**DATA EXCERPTS**:
>>>
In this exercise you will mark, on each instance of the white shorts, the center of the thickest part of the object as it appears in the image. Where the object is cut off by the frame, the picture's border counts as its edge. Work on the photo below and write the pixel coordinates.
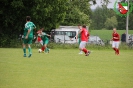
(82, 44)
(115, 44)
<<<
>>>
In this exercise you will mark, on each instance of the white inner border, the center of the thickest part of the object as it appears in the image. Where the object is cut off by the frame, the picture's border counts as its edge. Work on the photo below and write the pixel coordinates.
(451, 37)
<<<
**REQUIREMENTS**: List every line above that contains the word "will", copied in full.

**SOLUTION TO THE PROBLEM**:
In this exercise you will mark, on each instance of the white shorts, the center of the thickest part of the object as it appears in the image. Where the object is cut off by the frame, the picture's border counts as its edge. Work on the photo below and write the pixel coordinates.
In this exercise you will mark, on each instance of the white inner border, the center of the thickest part of the object as it appears in the image. Where the object is cut off by the frame, the picture's border counts as its edge. Work on the photo below and write the pixel coordinates.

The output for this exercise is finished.